DESCRIPTION OF THE TASK | Which lines below fall between the one containing "Target: white fabric" and the one containing "Target: open mouth"? Repeat them exactly, counting both of those lines, and add nothing else.

Saved entries |
————

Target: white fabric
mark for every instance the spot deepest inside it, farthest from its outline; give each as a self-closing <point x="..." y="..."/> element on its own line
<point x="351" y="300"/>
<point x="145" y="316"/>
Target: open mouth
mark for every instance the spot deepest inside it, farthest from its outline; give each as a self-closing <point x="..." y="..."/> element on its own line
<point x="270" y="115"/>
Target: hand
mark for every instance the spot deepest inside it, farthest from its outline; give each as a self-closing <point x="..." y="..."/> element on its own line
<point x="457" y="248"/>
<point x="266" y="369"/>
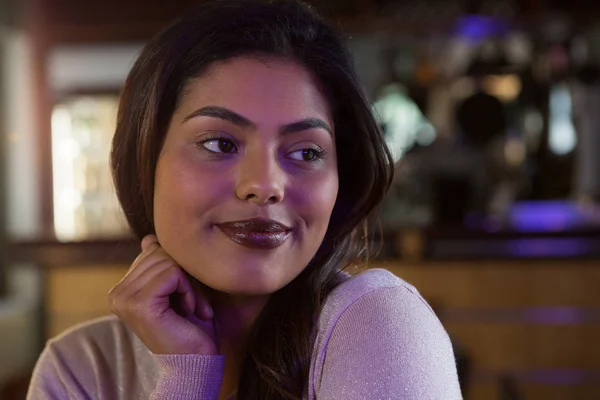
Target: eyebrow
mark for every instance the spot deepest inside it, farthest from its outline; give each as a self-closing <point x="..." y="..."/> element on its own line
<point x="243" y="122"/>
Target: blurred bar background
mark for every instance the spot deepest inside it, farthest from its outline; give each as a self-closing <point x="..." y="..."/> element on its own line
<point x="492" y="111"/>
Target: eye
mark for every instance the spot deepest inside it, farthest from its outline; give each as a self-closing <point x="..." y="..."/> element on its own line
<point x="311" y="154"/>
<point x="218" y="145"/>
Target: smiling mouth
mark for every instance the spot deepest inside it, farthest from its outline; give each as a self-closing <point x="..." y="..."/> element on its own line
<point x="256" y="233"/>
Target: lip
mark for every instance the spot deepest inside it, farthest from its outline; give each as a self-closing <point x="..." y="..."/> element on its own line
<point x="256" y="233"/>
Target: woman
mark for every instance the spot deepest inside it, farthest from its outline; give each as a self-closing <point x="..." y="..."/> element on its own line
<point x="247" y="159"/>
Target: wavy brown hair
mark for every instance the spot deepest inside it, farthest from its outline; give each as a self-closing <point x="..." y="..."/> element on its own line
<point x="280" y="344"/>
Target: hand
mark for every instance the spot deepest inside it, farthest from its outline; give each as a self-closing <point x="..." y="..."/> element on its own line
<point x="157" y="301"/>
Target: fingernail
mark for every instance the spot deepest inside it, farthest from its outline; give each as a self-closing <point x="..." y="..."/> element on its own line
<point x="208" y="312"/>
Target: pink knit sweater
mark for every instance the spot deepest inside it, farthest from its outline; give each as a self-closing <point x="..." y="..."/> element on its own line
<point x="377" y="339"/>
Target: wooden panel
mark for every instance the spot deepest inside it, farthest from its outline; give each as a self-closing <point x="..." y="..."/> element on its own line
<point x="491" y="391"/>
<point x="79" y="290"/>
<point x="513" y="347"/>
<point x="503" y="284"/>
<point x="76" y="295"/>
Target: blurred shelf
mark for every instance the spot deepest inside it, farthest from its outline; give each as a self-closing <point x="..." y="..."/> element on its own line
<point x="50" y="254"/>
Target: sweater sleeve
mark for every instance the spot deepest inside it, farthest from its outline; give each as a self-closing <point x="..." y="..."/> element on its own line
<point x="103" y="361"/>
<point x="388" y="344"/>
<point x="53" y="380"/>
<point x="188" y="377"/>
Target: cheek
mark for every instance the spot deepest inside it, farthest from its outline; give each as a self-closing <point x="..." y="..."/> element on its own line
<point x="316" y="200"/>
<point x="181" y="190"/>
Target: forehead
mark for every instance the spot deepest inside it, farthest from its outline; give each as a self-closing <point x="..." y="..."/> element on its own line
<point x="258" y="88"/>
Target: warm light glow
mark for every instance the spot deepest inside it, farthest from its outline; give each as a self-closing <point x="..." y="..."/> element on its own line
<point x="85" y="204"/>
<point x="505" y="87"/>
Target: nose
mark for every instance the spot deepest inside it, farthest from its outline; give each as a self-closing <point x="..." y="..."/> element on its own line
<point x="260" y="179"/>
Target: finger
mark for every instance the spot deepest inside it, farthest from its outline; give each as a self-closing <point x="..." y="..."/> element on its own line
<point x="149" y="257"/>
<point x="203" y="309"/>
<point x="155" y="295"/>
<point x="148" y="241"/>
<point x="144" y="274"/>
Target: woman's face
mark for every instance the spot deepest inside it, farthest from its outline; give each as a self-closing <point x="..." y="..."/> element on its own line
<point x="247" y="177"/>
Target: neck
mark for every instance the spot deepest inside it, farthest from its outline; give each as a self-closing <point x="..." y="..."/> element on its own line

————

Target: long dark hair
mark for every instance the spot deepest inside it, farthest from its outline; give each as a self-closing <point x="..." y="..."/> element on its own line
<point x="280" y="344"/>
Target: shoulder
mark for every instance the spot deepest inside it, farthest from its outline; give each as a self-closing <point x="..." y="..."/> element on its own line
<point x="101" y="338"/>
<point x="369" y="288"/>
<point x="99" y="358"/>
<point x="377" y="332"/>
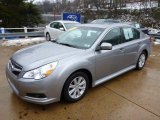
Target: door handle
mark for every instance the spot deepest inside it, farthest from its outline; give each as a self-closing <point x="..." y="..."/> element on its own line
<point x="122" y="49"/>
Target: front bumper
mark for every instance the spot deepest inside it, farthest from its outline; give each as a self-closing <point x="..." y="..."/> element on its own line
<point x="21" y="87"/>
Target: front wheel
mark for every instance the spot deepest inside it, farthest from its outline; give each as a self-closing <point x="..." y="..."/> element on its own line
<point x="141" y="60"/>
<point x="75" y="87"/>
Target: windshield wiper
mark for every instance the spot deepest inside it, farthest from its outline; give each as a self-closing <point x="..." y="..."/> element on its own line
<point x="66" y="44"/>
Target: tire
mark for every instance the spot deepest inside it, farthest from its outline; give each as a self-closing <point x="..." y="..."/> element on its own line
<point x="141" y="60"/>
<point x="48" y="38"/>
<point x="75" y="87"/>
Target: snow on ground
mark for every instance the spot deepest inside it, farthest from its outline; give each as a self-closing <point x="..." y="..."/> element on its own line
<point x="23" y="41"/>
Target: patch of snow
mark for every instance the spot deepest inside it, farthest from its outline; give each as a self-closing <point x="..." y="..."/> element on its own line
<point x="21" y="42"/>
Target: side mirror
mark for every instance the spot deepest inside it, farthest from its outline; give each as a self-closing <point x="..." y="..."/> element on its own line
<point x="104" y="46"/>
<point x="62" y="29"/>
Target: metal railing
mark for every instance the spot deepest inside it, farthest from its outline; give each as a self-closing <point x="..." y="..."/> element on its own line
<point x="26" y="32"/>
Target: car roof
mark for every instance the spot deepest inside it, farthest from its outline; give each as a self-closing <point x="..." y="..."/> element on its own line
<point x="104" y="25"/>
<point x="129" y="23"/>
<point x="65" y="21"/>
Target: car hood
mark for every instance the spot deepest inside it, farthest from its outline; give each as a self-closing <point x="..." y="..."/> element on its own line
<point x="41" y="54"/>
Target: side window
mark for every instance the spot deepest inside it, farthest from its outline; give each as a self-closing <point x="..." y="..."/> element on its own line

————

WRITTEN SOLUTION |
Target: white fabric
mark for every instance the spot deepest inside it, farthest from its outline; give each as a self-closing <point x="..." y="..."/> element on its own line
<point x="351" y="300"/>
<point x="145" y="316"/>
Target: open mouth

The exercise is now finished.